**Exercise directions:** All records after this line are to be returned verbatim.

**Data supplied:**
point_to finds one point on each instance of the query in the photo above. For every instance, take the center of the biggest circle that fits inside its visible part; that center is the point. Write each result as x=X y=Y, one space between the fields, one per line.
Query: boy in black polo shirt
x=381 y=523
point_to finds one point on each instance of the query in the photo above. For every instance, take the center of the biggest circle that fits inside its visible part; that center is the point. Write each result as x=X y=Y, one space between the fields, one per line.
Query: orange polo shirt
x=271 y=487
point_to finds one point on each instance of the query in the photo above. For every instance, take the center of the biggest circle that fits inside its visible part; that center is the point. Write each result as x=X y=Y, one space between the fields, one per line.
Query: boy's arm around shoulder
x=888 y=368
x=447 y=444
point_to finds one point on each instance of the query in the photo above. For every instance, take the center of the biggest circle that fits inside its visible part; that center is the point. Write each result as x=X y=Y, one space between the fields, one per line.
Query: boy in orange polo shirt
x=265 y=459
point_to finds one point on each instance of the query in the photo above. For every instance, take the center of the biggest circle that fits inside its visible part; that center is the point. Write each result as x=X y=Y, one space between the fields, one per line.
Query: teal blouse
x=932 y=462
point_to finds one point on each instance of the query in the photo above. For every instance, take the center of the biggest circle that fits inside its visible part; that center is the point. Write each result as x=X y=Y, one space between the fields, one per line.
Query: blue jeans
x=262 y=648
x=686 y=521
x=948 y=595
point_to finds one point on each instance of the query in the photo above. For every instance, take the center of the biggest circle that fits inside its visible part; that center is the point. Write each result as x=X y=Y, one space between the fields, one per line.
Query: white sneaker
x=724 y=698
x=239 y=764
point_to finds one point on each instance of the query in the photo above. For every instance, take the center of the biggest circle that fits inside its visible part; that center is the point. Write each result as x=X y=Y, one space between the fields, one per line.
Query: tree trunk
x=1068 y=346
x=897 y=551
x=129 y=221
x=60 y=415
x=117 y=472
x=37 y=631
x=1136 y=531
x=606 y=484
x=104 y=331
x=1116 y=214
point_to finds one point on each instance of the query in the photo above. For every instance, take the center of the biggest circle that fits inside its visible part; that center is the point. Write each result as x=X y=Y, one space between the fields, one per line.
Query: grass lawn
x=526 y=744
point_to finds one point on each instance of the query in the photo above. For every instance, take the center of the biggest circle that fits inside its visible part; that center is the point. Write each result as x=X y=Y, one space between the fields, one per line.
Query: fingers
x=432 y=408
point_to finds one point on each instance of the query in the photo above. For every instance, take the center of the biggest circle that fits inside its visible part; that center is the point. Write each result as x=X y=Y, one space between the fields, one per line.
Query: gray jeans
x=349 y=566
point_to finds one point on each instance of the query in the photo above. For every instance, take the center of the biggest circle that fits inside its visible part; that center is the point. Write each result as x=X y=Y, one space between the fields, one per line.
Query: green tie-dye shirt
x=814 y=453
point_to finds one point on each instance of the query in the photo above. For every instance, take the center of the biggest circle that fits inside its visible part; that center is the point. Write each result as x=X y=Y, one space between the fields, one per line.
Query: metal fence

**Exercise solution:**
point_to finds one point on each instance of the query in the photo above. For every instance, take the center of the biggest circle that fits inside its visible part; that center is the point. Write each result as x=X y=Y, one space between the fields, one per line.
Query: boy in black polo shirt
x=381 y=523
point_to finds one point on each instance of the query in the photo above. For every instance, take the center of the biggest circle that fits inside its visible part; that center is the point. Write each result as x=X y=Y, one space between the fields, one per line.
Query: orange polo shirt
x=271 y=487
point_to finds one point on each instance of the query in the photo above. For every instance, take the center of the biggest circle that fits inside its visible part; that center is the point. Write each result as x=X y=Y, one space between the fields, one per line.
Query: boy's arm around shoulder
x=888 y=368
x=447 y=444
point_to finds one point on each instance of the query in the photo above. For every instance, take the center of the biggest circle that fits inside its visible part; that center is the point. Write each result as x=X y=Y, one space between the fields, one per line.
Query: boy in orange polo shirt
x=265 y=459
point_to finds one point on each instance of the query in the photo above. For every instance, take the center of the biggest circle that fits inside its visible part; that center is the point. Write each result as x=X y=Y, one space between the fields, one per line.
Query: teal blouse
x=932 y=462
point_to finds one point on each instance of the query in the photo above. For every instance, take the center of the biggest circle that fits inside its visible part; that center is the point. Write each result as x=X y=Y, one space between the fields, one per line.
Query: blue jeans
x=262 y=648
x=686 y=521
x=948 y=595
point_to finds one point on each instance of the query in the photo above. For every instance, take the center of the biggest circle that fits inside its visible part; that center is the point. Write each result as x=X y=Y, one space between the fields, one per line.
Query: white sneaker
x=724 y=698
x=239 y=764
point_to finds one point on each instance of the query in the photo above. For every instance, take the center of the biggest circle that fits inside its visible part; that center is the point. Write each result as x=X y=Y, one space between the fields, one per line.
Query: tree trunk
x=1068 y=346
x=897 y=551
x=129 y=221
x=60 y=415
x=117 y=472
x=37 y=631
x=1136 y=531
x=606 y=484
x=104 y=331
x=1116 y=214
point_to finds one point on each instance of the query in the photo above. For every instance, take the center of the biggest circle that fits inside its visible part; that center is the point. Write each result as x=X y=Y, one space between the fields, one per line.
Query: grass lawn
x=526 y=744
point_to finds one point on each instance of the query in the photo above. For every instance, take the center of the biggest circle that fits inside its visible part; that center is the point. Write each result as x=X y=Y, one space between the fields, one per line.
Query: fingers
x=432 y=408
point_to finds one point on each instance of the query in the photo above. For every instance, take the center of the biggest circle that fits inside its visible part; that center is the point. Write each result as x=X y=Y, one space between the fields, one per line.
Query: gray jeans
x=349 y=566
point_to finds one point on each instance of the query in the photo above. For every instance, take the center of the biggest circle that fits inside its visible part; that center is the point. Write each result as x=X y=Y, one space between the fields, one per line.
Query: green tie-dye shirt
x=814 y=453
point_to finds one point on each instance of the query in the photo above. For every instance, take the center of the biggest circle that fits inside its visible part; that center is the point. Write each result as x=X y=Y, one space between the fields, one per line.
Query: metal fence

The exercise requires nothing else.